### RECORDS FOR THE EXERCISE

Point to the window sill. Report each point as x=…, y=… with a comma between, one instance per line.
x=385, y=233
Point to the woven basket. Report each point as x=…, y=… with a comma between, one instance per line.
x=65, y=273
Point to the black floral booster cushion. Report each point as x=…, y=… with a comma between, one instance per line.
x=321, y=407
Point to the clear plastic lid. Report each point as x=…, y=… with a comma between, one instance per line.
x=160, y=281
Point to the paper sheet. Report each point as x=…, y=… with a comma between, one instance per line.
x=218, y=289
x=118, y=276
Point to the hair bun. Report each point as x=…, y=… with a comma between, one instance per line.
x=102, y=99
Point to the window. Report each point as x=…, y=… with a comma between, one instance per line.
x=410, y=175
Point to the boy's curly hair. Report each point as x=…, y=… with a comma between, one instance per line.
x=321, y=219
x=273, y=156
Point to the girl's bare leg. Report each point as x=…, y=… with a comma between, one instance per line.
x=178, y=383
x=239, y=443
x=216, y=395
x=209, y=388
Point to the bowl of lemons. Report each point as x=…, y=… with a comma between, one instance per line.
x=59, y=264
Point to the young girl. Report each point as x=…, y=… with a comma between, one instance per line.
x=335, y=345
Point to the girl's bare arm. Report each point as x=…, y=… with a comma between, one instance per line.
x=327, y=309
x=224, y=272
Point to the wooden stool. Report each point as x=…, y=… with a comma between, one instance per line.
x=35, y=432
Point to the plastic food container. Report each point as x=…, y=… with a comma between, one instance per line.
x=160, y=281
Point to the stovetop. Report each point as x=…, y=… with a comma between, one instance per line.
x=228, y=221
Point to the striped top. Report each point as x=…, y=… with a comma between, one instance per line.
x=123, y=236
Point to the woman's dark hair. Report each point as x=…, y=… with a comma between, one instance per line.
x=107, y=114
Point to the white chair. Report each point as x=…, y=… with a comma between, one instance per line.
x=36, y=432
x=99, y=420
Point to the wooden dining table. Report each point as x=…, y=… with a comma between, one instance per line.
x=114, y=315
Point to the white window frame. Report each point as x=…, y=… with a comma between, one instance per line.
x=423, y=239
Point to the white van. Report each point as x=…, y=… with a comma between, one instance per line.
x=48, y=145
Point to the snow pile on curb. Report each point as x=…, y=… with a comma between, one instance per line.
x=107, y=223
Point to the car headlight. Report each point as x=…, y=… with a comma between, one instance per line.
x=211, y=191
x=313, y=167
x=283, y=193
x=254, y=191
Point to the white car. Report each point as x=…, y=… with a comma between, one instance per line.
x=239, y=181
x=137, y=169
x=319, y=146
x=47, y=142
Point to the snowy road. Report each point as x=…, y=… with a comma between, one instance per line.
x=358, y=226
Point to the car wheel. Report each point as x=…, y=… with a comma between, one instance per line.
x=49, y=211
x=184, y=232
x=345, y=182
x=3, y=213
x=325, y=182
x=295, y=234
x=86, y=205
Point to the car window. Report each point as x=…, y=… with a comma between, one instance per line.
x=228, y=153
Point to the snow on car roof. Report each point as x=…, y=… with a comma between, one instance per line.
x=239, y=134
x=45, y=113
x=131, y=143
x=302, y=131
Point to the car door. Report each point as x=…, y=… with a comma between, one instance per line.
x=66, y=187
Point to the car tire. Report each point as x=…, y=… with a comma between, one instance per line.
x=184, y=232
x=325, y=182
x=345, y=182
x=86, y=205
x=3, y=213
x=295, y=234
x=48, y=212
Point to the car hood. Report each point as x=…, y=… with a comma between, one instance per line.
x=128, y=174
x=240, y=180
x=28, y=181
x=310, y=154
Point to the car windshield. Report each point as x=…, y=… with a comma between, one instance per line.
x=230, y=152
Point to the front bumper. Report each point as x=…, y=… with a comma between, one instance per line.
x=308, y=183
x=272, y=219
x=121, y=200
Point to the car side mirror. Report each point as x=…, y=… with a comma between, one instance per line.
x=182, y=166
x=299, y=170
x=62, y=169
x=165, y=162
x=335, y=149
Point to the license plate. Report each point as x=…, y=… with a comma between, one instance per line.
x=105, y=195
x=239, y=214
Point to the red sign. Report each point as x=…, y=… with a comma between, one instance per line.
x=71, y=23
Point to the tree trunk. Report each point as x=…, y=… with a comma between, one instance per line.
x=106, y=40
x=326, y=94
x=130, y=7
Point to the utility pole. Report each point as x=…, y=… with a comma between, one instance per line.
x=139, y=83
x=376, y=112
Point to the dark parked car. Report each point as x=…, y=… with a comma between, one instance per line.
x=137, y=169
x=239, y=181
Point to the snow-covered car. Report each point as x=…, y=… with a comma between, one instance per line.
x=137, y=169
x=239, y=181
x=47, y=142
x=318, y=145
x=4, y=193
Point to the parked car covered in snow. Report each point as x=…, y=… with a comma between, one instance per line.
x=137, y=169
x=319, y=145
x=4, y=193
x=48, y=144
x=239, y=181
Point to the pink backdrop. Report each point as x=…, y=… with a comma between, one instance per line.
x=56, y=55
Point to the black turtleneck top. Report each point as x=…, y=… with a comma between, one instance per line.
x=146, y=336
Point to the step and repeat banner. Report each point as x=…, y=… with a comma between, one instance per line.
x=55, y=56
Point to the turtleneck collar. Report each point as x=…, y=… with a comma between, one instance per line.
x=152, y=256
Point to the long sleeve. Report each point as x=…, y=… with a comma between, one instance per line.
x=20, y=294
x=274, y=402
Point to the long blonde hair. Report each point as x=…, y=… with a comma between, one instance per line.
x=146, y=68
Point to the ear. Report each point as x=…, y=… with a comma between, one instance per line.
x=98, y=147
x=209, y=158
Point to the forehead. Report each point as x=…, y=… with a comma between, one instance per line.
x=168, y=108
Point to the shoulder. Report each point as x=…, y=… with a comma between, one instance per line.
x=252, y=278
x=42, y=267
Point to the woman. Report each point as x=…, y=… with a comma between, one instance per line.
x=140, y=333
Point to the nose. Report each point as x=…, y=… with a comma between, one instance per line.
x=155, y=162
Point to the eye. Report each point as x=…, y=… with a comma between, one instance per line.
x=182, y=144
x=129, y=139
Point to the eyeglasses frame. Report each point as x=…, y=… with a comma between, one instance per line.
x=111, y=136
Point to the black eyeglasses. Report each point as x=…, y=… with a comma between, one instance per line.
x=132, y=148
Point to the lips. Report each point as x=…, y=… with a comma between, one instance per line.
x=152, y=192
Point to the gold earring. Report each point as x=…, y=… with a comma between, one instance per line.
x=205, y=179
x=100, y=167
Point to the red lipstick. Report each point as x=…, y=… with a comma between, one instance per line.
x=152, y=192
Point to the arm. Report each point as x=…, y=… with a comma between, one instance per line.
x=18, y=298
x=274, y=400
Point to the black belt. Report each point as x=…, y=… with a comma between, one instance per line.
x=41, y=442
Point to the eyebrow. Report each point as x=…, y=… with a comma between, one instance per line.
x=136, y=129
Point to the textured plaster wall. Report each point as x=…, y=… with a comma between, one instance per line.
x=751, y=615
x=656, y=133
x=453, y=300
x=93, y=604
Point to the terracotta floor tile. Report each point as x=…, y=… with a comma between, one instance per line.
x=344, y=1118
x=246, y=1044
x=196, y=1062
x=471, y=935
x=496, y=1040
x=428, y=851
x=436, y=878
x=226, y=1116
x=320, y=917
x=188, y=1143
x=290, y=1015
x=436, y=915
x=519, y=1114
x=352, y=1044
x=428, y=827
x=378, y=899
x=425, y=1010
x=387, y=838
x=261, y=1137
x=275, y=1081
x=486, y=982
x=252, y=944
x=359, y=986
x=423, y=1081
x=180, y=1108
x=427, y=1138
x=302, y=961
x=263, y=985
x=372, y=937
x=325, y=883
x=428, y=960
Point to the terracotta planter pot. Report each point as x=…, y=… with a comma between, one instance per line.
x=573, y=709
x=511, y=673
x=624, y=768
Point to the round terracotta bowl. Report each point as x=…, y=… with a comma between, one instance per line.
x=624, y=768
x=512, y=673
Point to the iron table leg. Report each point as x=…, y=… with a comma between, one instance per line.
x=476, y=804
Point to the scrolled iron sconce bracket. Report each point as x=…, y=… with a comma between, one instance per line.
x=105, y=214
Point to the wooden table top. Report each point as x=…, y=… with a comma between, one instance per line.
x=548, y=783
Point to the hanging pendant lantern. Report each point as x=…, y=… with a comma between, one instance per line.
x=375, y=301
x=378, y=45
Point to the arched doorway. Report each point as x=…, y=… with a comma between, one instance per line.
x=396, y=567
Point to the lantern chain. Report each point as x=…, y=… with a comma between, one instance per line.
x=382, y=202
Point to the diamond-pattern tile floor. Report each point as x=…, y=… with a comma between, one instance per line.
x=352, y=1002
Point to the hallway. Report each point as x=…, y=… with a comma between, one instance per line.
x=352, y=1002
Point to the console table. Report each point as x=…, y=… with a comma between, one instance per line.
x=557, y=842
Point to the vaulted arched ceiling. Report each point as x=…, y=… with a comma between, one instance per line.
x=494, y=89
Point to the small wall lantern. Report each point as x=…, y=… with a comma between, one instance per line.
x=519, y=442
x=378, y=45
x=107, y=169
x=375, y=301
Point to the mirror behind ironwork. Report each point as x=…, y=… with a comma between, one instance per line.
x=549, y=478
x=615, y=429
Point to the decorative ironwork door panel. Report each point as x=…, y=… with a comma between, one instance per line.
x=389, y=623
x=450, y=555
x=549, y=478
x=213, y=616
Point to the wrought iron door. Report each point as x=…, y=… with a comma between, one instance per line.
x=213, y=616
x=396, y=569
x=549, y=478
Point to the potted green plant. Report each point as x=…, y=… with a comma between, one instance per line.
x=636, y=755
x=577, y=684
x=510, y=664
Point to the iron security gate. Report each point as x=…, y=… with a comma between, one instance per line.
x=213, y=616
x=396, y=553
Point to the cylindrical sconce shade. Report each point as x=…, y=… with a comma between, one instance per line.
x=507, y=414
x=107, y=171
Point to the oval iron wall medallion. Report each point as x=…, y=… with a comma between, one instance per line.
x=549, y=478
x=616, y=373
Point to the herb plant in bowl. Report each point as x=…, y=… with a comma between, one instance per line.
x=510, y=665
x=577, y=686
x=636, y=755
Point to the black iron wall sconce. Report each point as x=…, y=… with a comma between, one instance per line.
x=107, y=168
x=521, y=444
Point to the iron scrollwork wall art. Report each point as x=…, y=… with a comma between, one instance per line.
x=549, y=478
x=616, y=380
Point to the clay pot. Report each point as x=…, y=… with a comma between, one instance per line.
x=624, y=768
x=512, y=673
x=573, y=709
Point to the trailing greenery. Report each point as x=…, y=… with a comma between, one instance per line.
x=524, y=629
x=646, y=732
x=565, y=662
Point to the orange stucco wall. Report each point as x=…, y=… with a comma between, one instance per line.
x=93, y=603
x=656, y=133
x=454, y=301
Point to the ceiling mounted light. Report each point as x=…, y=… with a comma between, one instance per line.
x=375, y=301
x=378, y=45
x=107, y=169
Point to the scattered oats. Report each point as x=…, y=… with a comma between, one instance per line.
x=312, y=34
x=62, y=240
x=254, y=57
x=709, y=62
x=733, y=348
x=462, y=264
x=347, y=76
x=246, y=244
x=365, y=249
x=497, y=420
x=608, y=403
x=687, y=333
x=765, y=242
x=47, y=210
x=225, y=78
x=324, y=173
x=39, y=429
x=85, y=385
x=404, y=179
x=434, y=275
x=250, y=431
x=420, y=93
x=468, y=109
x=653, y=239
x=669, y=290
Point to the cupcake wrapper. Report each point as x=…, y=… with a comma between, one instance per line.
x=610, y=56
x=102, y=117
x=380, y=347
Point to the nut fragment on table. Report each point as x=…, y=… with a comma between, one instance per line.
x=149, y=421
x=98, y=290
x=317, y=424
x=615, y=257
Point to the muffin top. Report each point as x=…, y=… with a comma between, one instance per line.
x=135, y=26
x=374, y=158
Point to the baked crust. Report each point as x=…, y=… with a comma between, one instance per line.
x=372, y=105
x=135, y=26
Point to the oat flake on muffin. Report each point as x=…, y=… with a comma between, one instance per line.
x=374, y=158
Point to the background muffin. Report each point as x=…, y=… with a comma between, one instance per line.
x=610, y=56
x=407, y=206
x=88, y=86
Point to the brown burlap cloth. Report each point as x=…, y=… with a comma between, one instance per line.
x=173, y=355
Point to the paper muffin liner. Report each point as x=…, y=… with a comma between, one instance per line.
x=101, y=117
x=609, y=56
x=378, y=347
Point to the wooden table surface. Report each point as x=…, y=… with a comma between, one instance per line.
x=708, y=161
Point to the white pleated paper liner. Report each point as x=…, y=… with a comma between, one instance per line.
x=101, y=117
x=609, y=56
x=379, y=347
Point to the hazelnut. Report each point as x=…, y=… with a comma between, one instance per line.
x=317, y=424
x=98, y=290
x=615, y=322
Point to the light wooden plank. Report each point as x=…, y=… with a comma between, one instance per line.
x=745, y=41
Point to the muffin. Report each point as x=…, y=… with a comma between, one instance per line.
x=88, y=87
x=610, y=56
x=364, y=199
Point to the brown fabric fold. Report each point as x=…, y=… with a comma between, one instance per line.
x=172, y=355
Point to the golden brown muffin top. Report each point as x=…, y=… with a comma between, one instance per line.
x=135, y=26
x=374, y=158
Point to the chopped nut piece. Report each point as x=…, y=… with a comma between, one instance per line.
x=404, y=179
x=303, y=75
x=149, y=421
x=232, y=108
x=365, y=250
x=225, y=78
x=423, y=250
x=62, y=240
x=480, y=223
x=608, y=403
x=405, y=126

######

* **PROMPT**
Can you give back the stretch from the line containing "Point to the trailing" through the line containing "x=454, y=301", swapping "stucco" for "brick" and leaving everything else in those lines unchanged?

* **OUTPUT BELOW**
Point to the trailing greenery. Report each point as x=…, y=… with a comma between, one instance per line.
x=524, y=629
x=646, y=732
x=565, y=662
Point to the orange brick wall. Report each point as x=…, y=… with a comma between, one instance per line.
x=93, y=603
x=656, y=133
x=454, y=301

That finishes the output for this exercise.